** start Extracted material **

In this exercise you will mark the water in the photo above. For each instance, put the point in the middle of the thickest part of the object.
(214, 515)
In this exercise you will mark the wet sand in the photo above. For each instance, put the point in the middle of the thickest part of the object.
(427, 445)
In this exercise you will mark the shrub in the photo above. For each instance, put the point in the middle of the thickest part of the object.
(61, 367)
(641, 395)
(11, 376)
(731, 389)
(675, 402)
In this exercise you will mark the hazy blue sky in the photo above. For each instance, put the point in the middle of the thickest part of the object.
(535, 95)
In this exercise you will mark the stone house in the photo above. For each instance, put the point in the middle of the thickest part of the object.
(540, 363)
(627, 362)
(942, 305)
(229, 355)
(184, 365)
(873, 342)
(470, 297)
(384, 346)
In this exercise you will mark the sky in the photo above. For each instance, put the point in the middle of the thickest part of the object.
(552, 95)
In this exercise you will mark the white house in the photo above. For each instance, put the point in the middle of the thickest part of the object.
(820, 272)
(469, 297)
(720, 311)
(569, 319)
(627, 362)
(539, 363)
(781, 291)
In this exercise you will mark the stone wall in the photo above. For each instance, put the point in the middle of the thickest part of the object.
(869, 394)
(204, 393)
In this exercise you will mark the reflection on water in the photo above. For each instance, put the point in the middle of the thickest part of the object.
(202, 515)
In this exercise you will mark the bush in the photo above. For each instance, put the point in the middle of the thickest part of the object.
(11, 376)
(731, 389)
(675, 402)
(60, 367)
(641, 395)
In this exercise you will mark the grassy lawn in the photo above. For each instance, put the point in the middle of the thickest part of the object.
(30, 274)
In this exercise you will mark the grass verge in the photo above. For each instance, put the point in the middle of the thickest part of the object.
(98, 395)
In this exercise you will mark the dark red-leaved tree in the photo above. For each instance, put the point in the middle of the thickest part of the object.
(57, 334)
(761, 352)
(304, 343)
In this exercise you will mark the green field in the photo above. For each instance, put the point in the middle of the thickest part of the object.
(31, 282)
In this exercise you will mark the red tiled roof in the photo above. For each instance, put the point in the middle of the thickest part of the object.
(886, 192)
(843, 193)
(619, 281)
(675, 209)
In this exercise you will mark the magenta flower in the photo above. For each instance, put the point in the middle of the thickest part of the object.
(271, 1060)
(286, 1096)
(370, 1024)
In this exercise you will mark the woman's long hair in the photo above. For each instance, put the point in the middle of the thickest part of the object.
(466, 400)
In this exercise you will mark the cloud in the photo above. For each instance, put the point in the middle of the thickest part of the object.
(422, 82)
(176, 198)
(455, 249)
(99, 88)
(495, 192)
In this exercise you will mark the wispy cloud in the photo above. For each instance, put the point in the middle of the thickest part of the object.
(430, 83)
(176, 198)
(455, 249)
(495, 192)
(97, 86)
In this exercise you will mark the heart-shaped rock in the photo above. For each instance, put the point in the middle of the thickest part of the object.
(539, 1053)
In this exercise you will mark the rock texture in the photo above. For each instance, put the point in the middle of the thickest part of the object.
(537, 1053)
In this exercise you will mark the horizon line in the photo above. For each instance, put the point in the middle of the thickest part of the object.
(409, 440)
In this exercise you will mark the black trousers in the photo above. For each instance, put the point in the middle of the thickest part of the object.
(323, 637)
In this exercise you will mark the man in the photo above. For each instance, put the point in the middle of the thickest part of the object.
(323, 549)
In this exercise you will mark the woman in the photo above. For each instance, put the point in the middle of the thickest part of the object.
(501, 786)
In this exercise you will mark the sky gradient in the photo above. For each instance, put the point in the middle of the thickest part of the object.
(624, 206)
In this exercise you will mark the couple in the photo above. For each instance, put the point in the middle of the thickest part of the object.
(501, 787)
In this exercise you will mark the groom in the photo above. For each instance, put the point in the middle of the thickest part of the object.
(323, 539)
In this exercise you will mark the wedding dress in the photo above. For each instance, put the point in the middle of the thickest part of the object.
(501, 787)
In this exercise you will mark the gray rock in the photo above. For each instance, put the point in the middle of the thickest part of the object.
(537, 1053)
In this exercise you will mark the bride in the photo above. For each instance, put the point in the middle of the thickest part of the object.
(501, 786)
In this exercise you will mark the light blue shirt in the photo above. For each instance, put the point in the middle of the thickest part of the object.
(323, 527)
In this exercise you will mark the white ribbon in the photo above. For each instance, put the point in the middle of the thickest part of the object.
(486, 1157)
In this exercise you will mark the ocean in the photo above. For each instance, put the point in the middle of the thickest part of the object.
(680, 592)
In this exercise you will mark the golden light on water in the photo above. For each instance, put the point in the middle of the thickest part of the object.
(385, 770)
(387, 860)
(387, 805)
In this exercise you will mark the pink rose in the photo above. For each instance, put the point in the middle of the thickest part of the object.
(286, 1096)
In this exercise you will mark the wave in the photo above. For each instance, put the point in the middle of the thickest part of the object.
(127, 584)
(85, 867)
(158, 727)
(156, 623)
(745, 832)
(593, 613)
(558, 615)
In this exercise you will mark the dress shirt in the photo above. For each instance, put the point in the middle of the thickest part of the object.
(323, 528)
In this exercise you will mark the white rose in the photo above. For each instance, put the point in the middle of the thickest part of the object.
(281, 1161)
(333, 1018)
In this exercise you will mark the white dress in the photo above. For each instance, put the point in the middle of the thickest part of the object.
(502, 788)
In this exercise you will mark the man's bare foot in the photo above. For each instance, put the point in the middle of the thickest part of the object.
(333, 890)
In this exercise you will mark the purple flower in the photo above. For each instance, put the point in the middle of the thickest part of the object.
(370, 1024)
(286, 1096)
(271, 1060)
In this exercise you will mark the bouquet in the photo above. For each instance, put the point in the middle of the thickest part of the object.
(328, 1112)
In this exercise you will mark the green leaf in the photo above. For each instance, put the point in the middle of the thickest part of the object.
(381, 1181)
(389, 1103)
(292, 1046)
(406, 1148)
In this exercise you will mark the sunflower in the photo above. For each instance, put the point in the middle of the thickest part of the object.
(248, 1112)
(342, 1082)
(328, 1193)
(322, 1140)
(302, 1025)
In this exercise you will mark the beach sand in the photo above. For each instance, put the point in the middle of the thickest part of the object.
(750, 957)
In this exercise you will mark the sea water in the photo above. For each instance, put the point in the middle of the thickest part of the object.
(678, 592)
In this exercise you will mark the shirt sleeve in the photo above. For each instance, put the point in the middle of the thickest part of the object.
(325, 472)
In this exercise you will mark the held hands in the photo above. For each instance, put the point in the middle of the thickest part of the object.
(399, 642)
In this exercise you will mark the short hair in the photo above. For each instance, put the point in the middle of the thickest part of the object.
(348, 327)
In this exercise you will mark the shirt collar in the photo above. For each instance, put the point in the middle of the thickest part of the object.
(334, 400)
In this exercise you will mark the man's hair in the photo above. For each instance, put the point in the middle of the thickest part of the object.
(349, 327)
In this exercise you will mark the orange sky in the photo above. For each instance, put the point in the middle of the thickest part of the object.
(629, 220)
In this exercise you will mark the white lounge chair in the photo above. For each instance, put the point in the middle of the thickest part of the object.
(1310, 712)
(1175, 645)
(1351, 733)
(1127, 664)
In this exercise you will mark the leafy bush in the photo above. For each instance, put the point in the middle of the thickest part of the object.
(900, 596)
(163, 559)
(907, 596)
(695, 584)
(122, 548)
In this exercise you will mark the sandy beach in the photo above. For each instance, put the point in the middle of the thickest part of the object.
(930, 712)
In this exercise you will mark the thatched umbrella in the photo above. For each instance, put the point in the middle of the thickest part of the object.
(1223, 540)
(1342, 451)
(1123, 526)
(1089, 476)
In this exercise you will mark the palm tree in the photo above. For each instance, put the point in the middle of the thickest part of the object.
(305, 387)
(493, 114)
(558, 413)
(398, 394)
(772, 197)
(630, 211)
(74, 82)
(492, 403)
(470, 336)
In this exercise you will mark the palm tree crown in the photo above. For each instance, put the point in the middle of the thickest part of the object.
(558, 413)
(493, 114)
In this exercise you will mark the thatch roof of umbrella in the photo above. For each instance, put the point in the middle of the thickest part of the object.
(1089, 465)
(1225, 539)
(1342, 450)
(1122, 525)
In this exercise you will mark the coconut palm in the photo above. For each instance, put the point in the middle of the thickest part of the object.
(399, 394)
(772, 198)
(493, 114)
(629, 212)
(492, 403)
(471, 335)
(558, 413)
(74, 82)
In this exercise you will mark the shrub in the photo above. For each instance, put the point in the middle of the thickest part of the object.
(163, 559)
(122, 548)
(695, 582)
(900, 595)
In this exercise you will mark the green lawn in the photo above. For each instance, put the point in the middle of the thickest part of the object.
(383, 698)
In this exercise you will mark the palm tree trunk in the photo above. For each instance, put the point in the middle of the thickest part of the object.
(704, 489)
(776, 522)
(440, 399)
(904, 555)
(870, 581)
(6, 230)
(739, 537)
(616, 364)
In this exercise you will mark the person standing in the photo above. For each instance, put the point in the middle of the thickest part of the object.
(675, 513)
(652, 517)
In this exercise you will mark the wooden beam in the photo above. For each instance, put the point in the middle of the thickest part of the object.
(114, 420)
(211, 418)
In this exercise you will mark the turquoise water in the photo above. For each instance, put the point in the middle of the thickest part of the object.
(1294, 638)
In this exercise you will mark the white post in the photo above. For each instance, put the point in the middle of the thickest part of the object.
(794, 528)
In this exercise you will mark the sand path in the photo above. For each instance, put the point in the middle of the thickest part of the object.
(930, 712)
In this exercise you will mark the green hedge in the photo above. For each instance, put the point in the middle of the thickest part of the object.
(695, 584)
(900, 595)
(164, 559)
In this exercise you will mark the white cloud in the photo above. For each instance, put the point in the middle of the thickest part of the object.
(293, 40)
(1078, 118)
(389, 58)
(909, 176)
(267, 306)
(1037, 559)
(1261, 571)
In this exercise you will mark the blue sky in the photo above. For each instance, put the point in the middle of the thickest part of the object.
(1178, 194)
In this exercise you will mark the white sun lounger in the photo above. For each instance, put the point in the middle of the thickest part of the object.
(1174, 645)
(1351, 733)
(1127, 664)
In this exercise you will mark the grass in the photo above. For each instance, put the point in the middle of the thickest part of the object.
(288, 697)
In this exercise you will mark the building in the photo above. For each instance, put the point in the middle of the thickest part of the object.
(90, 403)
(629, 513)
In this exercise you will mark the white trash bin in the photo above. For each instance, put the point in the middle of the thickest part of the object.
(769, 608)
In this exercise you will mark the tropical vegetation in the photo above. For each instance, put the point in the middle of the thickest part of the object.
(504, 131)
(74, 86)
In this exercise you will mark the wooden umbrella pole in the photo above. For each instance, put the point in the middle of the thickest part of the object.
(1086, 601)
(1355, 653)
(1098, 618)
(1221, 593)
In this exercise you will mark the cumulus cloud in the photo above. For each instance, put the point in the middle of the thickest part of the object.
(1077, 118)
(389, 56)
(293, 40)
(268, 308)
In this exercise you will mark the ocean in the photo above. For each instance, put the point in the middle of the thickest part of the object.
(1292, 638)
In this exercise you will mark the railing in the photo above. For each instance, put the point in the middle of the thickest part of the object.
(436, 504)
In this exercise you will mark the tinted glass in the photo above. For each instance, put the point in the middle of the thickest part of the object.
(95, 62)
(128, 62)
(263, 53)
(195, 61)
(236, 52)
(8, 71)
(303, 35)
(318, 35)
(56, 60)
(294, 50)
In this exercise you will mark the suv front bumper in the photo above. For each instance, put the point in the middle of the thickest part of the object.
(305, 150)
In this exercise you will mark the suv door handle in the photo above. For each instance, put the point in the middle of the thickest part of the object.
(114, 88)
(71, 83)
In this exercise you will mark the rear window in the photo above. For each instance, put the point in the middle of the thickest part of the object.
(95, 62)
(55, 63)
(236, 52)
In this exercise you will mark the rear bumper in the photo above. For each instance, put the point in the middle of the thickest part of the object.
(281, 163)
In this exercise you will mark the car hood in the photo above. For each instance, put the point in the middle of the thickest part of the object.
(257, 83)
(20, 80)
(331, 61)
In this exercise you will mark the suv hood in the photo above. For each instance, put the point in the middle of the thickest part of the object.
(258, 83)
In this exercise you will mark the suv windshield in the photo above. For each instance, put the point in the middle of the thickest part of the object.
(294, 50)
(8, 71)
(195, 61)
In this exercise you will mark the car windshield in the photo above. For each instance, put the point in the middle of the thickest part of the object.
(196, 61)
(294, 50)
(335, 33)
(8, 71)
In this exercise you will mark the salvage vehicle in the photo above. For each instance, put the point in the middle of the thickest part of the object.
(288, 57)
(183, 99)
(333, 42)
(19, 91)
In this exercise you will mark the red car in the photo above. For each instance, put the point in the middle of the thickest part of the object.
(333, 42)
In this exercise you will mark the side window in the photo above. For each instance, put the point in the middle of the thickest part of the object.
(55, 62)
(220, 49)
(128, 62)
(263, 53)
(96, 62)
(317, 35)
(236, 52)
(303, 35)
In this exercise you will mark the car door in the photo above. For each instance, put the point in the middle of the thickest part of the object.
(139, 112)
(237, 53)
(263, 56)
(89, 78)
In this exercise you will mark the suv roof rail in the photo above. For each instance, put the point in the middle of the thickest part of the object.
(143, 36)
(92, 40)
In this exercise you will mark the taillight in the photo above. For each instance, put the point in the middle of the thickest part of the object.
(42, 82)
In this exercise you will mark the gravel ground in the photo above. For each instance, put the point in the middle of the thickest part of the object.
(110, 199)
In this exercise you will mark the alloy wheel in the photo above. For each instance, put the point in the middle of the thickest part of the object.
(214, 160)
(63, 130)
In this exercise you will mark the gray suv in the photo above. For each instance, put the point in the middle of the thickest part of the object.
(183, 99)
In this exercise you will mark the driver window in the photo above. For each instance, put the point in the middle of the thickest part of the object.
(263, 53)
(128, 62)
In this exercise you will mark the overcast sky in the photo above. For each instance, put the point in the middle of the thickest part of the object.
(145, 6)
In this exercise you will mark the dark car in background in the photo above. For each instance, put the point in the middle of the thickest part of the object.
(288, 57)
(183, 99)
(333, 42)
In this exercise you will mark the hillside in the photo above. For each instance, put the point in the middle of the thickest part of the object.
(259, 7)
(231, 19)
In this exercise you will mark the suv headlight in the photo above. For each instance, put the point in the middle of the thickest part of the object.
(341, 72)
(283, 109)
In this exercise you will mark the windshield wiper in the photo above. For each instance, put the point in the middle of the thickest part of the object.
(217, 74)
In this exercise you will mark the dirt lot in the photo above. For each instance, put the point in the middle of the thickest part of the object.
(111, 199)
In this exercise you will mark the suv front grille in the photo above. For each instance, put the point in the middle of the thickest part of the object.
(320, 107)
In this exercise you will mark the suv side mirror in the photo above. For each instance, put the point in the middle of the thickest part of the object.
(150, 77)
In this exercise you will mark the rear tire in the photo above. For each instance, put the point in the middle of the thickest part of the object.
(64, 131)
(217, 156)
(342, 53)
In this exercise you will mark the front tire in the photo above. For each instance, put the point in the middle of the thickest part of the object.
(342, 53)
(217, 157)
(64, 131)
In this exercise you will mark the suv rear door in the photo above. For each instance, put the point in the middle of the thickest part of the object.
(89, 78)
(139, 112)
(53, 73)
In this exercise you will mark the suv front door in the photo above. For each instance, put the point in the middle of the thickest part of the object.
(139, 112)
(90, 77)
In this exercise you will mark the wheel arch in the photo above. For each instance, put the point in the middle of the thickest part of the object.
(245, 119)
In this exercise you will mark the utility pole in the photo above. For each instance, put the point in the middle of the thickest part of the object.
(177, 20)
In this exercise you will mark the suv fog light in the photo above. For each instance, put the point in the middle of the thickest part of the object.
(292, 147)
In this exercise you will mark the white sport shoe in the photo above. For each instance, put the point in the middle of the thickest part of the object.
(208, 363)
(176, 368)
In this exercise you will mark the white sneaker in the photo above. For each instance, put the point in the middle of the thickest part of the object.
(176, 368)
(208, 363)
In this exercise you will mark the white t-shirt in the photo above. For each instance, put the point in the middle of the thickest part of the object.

** end Extracted material **

## [Written instruction]
Write out exactly the lines from the line holding "In this exercise you will mark the dirt" through the last line of the data, and nothing besides those lines.

## [Solution for this exercise]
In this exercise you will mark the dirt lot in the photo above. For each instance, put the point in the middle of the thickest part of the object.
(111, 199)
In this exercise you will mark the suv front grille in the photo above. For each instance, put the point in the middle of the thickest part of the object.
(320, 107)
In this exercise you will mark the suv side mirror in the photo above. For each instance, put the point in the middle of the thickest part of the object.
(150, 77)
In this exercise you will mark the rear tire in the photo above. For each instance, put the point in the middle of the thickest part of the object.
(64, 131)
(217, 156)
(342, 53)
In this exercise you will mark the front tire in the photo above. For each instance, put the point in the middle of the thickest part of the object.
(342, 53)
(217, 157)
(64, 131)
In this exercise you will mark the suv rear door in the photo above. For each instance, put the point in the middle of the thickest part of the object.
(89, 78)
(139, 112)
(53, 73)
In this exercise you will mark the suv front door in the photo above. For each instance, put the point in the middle of the thickest part of the object.
(139, 112)
(90, 77)
In this exercise you will mark the wheel arch in the photo above. For each instance, put the point in the middle of the thickest part of the object.
(245, 119)
In this exercise you will mark the utility pole in the photo above. For each instance, put the point in the middle of the thickest part of the object.
(177, 20)
In this exercise you will mark the suv fog light in the photo above. For each instance, put the point in the middle of the thickest part of the object.
(292, 147)
In this exercise you will mark the white sport shoe in the photo above. For each instance, put the point in the middle of the thickest part of the object.
(208, 363)
(176, 368)
In this exercise you will mark the white sneaker in the photo above. For each instance, put the point in the middle of the thickest part of the object.
(176, 368)
(208, 363)
In this exercise you will mark the white t-shirt in the photo above. For each instance, put the point in the middle of the thickest part of the object.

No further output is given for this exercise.